WHAT IS NEEDED: Where an image occurs, skip it and print the rest of the records verbatim.

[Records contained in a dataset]
++++++++++++++++++++

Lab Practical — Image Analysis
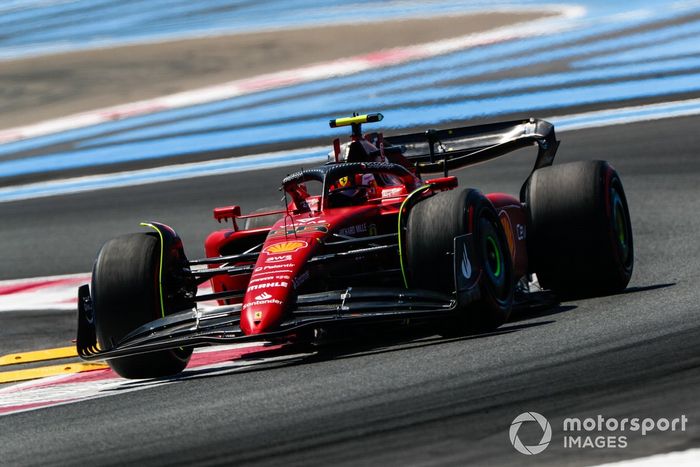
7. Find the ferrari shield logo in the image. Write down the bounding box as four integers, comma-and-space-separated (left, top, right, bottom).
338, 176, 349, 187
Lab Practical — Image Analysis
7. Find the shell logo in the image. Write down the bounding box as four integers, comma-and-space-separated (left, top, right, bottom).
264, 240, 308, 255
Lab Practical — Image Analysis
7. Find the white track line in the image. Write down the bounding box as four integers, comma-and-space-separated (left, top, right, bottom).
0, 6, 582, 145
0, 146, 329, 203
1, 97, 699, 204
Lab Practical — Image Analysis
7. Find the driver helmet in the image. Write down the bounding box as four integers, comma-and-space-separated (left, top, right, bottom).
327, 173, 377, 207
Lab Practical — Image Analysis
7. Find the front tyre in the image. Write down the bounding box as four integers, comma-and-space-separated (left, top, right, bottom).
406, 188, 514, 332
525, 160, 634, 298
92, 233, 192, 378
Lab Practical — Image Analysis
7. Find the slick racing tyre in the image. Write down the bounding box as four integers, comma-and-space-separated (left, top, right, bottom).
406, 188, 514, 332
92, 233, 192, 378
524, 160, 634, 298
244, 206, 283, 230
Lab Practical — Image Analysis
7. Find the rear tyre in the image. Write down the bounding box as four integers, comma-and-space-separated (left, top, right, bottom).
524, 160, 633, 298
406, 188, 514, 332
244, 206, 283, 230
92, 233, 192, 379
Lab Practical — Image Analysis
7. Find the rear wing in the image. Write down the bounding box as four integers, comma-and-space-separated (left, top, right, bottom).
384, 118, 559, 179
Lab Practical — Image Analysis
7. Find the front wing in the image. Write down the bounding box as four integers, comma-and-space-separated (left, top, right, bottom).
77, 286, 458, 361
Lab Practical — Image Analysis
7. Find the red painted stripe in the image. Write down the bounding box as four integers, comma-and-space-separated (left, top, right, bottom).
10, 344, 272, 392
189, 344, 275, 366
0, 273, 215, 312
0, 400, 69, 415
0, 277, 86, 295
362, 49, 417, 64
0, 345, 287, 416
0, 7, 580, 146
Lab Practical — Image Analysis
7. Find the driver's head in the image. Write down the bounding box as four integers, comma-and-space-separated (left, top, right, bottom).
327, 174, 369, 207
327, 186, 368, 208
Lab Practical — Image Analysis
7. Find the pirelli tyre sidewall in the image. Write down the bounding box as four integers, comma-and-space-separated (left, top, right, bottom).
525, 160, 634, 298
406, 187, 513, 332
92, 232, 192, 379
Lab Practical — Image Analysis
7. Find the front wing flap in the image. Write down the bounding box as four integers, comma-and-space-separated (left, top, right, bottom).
77, 286, 457, 362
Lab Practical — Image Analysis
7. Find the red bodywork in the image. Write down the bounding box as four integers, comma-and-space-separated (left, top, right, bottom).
75, 116, 569, 371
204, 162, 530, 336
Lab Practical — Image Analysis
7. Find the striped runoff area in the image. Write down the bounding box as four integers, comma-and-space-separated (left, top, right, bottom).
0, 3, 581, 146
0, 272, 216, 312
2, 99, 700, 203
2, 1, 700, 185
0, 344, 310, 416
0, 0, 578, 60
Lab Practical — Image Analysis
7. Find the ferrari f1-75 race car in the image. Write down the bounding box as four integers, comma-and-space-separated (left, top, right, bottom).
76, 113, 634, 379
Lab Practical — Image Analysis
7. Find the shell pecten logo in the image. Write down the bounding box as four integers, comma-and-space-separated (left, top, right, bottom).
264, 240, 308, 255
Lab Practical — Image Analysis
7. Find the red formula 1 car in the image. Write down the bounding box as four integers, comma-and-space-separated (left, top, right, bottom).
77, 113, 634, 378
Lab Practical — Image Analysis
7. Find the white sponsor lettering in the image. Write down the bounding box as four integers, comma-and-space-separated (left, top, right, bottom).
338, 223, 367, 237
254, 264, 294, 273
265, 254, 292, 264
254, 292, 272, 300
263, 263, 294, 270
382, 187, 404, 197
247, 281, 288, 291
252, 270, 294, 279
250, 273, 292, 284
243, 298, 283, 309
249, 276, 270, 284
296, 217, 326, 224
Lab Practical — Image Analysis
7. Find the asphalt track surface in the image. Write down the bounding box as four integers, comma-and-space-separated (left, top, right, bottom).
1, 115, 699, 465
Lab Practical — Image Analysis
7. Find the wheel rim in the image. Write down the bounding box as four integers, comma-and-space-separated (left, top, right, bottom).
479, 217, 507, 296
611, 186, 631, 267
486, 235, 502, 279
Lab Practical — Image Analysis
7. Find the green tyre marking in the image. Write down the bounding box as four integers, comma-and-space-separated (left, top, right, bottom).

++++++++++++++++++++

RESPONSE TO THE EXERCISE:
Lab Practical — Image Analysis
7. Find the ferrari shield logo in the image. Write down the bounding box as four integers, comma-and-space-separated (left, top, right, bottom).
338, 176, 349, 187
Lab Practical — Image Analysis
7. Find the shell logo in the image. Write down the bounding box as four integers, comma-and-space-separated (left, top, right, bottom).
264, 240, 308, 255
Lab Practical — Image Analysis
7. Find the white track line in the image. Write down the bounding box as four integers, comma-and-space-separated (left, top, right, bottom).
0, 6, 582, 145
0, 146, 329, 203
1, 97, 699, 204
Lab Practical — Image Analysis
7. Find the driver helmet in the image. Write down the bounding box as four integers, comma-and-space-separated (left, top, right, bottom).
327, 173, 377, 207
Lab Practical — Image Analysis
7. Find the front tyre in the image. Write down the bounding box as four integers, comma-and-space-separated (left, top, right, bottom).
406, 188, 514, 332
525, 160, 634, 298
92, 233, 192, 378
Lab Practical — Image Analysis
7. Find the slick racing tyre in the image. Write down the bounding box as four integers, comma-and-space-separated (left, top, right, bottom).
406, 188, 514, 332
92, 233, 192, 378
524, 160, 634, 298
244, 206, 283, 230
Lab Practical — Image Analysis
7. Find the rear tyre in the image. Write down the bounding box as four integers, comma-and-space-separated (left, top, right, bottom).
524, 160, 633, 298
406, 188, 514, 332
244, 206, 283, 230
92, 233, 192, 379
Lab Practical — Image Analysis
7. Find the rear wing in the image. Write down the bounding box as four integers, comma-and-space-separated (left, top, right, bottom).
384, 118, 559, 179
Lab Practical — Image Analysis
7. Find the front wing in the image. Write down the bounding box as four integers, comma-and-space-separated (left, top, right, bottom).
77, 286, 458, 361
Lab Practical — Image Analysis
7. Find the red painted stripe in the image. Write down the bounding box as four integers, comma-and-space-separated (left, top, right, bottom).
10, 344, 272, 392
189, 344, 275, 366
0, 273, 215, 312
0, 400, 69, 415
0, 277, 86, 295
362, 49, 417, 64
0, 345, 287, 416
0, 7, 580, 146
Lab Practical — Image Analysis
7. Find the driver's head in the image. Write down the bounding box as four integers, comma-and-space-separated (left, top, right, bottom).
327, 174, 369, 207
327, 186, 368, 208
Lab Practical — Image Analysis
7. Find the pirelli tyre sidewall in the image. Write down the bounding box as four integers, comma-and-space-separated (left, top, right, bottom).
525, 160, 634, 298
406, 187, 513, 332
92, 232, 192, 379
Lab Practical — Image Analysis
7. Find the front wing flap in the image. Write down the bounding box as four integers, comma-and-space-separated (left, top, right, bottom).
77, 286, 457, 362
Lab Practical — Image Analysis
7. Find the red bodywork in the image. Write down the bounding box as four integers, comma-and-space-separated (left, top, right, bottom).
75, 116, 569, 371
204, 162, 530, 336
Lab Practical — Image Analysis
7. Find the striped runoff area in the image. Write down the bounding box as four integers, comma-and-space-separated (left, top, right, bottom).
0, 3, 581, 146
0, 272, 216, 312
2, 99, 700, 203
2, 1, 700, 185
0, 344, 310, 416
0, 0, 578, 60
Lab Practical — Image Analysis
7. Find the ferrari f1-75 race car in the image. Write down the bounding box as four integers, comma-and-space-separated (left, top, right, bottom).
76, 113, 634, 379
Lab Practical — Image Analysis
7. Find the shell pecten logo in the image. Write down the bounding box as four integers, comma-and-space-separated (left, top, right, bottom).
264, 240, 308, 255
Lab Practical — Image Analysis
7. Find the red formula 1 car in the image. Write down the bounding box as four integers, comma-and-space-separated (left, top, right, bottom).
77, 113, 634, 378
Lab Practical — Image Analysis
7. Find the white sponsor lettering in the image. Write down the bounding box as four integers, comma-and-space-separated (left, top, right, bottom).
338, 223, 367, 237
254, 264, 294, 273
265, 254, 292, 264
254, 292, 272, 300
263, 263, 294, 270
382, 187, 404, 197
247, 281, 288, 291
252, 270, 294, 279
250, 273, 292, 284
243, 298, 283, 309
249, 276, 270, 284
296, 217, 326, 224
Lab Practical — Image Analysis
7. Find the asphalt track surface in the image. Write down the bounding box as four integers, comma-and-space-separated (left, top, right, bottom).
1, 115, 699, 465
Lab Practical — Image Analysis
7. Find the wheel rim in the image. Write down the bounding box as four integers, comma-and-space-separated (left, top, right, bottom).
479, 217, 507, 296
611, 186, 631, 267
486, 235, 502, 279
Lab Practical — Image Analysis
7. Find the green tyre marking in the image. Write down the bounding box as four integers, comma-and-space-separated (left, top, right, bottom).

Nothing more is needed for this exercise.